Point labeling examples

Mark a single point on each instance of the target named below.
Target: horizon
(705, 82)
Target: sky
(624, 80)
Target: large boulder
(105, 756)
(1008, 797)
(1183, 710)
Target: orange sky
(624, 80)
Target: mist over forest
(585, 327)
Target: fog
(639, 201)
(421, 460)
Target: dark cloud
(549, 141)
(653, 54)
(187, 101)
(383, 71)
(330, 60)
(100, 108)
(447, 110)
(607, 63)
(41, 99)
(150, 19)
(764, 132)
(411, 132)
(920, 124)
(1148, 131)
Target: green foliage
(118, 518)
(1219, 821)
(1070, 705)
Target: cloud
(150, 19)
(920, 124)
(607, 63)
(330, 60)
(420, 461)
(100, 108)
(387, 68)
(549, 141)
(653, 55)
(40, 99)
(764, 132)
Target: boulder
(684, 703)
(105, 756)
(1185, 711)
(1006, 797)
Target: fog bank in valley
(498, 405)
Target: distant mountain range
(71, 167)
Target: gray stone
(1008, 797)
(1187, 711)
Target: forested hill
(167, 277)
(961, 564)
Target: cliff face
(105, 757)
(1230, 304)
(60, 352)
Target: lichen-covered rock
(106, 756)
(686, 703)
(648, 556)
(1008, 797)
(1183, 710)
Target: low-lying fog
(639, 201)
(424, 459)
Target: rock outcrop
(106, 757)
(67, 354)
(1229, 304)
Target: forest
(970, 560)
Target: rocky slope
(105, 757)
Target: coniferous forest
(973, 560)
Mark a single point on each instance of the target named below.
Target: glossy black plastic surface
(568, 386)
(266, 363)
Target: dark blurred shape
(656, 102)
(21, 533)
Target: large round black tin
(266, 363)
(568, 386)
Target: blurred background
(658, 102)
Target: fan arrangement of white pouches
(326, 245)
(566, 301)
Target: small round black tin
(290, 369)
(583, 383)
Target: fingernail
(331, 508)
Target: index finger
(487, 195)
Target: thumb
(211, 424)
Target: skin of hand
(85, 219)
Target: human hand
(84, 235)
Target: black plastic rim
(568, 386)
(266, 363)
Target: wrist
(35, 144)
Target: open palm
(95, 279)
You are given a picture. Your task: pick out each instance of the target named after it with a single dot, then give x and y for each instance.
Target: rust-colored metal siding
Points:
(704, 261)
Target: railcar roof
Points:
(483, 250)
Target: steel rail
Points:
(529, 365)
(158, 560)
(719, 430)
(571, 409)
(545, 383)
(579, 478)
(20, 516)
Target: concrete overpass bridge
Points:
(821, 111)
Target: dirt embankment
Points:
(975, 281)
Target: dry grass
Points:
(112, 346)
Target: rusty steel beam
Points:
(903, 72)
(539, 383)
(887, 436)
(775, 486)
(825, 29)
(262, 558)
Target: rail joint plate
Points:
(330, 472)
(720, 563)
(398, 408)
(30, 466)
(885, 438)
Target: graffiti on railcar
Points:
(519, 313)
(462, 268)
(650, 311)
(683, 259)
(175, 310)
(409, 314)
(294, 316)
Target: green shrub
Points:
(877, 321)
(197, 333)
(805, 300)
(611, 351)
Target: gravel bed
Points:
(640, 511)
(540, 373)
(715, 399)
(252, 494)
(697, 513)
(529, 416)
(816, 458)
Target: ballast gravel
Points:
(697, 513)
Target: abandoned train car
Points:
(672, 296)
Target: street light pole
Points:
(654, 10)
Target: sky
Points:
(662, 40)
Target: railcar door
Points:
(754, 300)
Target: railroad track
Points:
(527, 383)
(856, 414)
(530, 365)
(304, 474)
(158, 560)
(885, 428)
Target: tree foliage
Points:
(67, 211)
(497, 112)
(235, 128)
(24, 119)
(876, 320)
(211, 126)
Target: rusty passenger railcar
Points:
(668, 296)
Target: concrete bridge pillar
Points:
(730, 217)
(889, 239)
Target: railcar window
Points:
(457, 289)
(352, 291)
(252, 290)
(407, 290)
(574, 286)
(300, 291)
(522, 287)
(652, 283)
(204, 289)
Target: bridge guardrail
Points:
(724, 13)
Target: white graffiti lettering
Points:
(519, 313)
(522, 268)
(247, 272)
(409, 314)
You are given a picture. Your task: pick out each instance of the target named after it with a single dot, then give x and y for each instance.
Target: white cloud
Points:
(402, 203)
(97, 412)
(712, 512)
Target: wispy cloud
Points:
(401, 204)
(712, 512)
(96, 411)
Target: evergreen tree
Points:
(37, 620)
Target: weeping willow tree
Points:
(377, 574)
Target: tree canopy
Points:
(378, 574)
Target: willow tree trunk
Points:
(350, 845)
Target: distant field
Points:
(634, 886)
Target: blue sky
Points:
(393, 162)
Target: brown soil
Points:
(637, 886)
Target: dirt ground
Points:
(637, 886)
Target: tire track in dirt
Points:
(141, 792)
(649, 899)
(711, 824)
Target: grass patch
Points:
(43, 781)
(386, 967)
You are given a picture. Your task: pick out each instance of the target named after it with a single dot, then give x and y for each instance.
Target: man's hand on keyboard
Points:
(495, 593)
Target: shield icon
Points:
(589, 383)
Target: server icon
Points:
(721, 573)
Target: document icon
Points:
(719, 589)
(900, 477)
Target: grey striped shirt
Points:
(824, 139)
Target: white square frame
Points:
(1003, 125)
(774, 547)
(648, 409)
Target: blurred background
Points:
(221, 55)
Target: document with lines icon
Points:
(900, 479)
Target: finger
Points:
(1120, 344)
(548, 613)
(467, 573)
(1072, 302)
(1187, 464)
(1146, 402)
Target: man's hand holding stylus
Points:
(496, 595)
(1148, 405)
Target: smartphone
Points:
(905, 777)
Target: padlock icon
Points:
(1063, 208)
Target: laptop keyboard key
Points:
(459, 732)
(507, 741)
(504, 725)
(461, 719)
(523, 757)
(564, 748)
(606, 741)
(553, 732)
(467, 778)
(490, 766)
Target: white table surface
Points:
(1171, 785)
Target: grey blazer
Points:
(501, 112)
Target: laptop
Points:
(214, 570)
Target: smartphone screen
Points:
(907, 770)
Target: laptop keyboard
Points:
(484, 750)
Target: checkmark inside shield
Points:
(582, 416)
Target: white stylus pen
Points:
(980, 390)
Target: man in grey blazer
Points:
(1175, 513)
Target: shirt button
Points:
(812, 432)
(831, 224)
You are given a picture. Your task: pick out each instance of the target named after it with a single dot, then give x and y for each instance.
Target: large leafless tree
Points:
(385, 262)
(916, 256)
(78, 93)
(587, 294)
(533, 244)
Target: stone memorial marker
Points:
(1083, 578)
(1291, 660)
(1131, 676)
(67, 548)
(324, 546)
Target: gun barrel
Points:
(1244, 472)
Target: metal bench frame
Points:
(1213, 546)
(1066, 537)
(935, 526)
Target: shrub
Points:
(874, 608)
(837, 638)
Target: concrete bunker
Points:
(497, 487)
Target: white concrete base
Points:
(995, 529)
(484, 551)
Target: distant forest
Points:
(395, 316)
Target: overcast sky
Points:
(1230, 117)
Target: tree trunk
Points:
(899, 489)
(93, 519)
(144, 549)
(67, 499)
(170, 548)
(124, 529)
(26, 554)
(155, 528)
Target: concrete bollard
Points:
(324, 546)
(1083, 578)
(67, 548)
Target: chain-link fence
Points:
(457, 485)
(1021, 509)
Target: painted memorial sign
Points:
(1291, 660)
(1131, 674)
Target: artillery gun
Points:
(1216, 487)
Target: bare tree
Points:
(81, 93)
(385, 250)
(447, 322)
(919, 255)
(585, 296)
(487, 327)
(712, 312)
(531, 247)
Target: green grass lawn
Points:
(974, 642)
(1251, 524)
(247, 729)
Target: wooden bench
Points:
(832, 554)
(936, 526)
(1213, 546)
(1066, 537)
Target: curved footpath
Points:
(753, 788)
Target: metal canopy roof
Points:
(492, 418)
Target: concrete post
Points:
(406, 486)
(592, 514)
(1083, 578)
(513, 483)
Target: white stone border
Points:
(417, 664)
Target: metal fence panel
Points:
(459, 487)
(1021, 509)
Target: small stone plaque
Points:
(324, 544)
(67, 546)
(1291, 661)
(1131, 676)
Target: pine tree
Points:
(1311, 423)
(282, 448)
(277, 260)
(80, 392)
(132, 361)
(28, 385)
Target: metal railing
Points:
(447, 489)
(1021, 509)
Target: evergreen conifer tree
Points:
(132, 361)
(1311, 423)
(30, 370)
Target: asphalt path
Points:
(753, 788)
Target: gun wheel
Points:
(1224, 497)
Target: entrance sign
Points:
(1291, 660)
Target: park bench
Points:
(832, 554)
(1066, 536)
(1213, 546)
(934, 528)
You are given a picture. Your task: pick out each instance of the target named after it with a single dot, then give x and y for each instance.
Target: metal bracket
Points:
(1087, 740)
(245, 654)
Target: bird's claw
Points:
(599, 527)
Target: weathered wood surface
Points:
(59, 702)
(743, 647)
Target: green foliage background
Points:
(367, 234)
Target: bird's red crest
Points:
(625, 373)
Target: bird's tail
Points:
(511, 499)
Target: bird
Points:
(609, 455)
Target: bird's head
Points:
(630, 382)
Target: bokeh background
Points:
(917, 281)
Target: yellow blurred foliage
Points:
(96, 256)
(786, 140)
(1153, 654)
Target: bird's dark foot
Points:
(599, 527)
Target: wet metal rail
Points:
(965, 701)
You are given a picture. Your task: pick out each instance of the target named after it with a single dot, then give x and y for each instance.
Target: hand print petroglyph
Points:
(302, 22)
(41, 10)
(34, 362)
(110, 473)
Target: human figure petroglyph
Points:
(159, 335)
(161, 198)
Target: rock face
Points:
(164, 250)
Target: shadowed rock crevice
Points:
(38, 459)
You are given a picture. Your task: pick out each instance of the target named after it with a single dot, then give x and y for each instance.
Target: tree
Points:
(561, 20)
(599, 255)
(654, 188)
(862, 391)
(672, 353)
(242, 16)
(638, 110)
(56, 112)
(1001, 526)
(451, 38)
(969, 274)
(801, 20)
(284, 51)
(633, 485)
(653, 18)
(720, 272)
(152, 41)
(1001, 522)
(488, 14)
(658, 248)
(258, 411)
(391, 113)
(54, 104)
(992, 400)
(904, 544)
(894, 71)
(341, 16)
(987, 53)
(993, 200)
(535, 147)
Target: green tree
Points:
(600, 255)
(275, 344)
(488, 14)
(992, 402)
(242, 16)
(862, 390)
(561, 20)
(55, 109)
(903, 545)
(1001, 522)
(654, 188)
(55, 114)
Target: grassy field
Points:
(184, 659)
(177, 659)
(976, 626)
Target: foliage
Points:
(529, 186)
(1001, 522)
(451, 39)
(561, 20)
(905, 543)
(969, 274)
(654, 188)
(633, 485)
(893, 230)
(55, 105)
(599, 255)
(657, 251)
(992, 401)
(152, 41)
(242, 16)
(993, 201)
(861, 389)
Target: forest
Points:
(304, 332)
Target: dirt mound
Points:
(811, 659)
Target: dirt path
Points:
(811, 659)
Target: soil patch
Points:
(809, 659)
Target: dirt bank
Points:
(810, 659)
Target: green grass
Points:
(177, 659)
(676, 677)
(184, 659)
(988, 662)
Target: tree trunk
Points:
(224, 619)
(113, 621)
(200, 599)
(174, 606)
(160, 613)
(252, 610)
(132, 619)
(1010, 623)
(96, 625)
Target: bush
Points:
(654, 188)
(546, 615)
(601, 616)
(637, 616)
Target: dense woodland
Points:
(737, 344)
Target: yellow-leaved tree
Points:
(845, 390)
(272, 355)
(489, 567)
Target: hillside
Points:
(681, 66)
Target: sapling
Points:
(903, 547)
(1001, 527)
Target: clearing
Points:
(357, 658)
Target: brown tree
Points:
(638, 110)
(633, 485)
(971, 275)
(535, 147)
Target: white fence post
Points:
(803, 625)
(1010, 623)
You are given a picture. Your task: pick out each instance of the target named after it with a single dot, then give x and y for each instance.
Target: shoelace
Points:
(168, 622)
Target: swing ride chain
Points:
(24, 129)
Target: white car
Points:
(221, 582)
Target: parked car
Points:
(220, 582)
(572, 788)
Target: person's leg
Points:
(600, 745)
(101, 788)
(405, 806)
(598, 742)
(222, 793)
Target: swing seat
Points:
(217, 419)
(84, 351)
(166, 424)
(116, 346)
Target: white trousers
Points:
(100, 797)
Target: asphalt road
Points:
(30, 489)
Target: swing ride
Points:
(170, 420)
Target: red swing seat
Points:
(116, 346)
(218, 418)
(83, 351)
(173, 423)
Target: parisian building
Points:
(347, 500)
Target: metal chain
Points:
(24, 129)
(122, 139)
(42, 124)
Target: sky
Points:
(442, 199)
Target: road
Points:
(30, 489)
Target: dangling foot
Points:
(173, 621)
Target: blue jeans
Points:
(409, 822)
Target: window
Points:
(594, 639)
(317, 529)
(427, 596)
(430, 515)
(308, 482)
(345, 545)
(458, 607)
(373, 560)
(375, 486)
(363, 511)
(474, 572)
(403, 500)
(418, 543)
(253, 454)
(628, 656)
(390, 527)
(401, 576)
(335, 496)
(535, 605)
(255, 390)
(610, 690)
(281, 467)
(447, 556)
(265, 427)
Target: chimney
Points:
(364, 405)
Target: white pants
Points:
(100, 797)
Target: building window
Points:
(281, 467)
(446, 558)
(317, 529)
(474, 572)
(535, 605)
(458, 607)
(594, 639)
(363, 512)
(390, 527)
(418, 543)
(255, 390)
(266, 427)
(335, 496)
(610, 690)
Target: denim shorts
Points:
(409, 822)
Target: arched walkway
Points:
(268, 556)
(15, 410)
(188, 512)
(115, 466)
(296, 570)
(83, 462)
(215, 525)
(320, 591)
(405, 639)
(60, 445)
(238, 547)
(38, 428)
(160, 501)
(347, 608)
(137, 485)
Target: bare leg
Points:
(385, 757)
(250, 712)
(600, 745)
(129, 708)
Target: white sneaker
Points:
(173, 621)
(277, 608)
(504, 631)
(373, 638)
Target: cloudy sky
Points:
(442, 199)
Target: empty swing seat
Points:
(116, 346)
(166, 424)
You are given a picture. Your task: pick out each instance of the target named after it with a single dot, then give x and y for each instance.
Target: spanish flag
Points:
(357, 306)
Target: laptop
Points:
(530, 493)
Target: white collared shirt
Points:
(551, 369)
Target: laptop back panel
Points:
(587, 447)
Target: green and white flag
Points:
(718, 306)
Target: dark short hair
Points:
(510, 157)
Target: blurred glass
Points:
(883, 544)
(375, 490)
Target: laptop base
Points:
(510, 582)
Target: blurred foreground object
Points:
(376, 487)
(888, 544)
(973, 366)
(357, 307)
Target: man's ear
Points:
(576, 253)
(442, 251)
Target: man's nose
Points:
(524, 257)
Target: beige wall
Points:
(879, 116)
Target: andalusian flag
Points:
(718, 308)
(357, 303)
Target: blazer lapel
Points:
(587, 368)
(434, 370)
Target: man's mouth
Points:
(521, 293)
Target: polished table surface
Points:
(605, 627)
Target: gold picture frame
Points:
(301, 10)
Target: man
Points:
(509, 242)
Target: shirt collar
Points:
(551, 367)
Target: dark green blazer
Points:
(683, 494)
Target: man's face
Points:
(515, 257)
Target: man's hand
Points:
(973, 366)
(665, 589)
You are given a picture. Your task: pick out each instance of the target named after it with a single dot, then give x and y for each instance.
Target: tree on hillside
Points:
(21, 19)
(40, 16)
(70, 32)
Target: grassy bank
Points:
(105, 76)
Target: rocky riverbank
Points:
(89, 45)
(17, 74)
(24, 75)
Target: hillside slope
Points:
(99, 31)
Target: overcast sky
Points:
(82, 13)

- _To do_
Give exactly the lines from the one with "Target: polished table surface" to the end of the entries, nothing before them.

- _The solution_
Target: polished table surface
Points:
(605, 627)
Target: gold picture frame
Points:
(301, 10)
Target: man
Points:
(509, 242)
Target: shirt collar
Points:
(551, 367)
Target: dark green blazer
Points:
(683, 494)
Target: man's face
Points:
(515, 257)
Target: man's hand
Points:
(973, 366)
(665, 589)
You are given a picture. Your task: pick out each instance of the target named after it with a single dot, then give x and y for each instance.
Target: tree on hillside
Points:
(21, 19)
(40, 16)
(70, 32)
Target: grassy bank
Points:
(105, 76)
Target: rocky riverbank
Points:
(89, 45)
(17, 74)
(24, 75)
Target: hillside slope
Points:
(99, 31)
Target: overcast sky
Points:
(82, 13)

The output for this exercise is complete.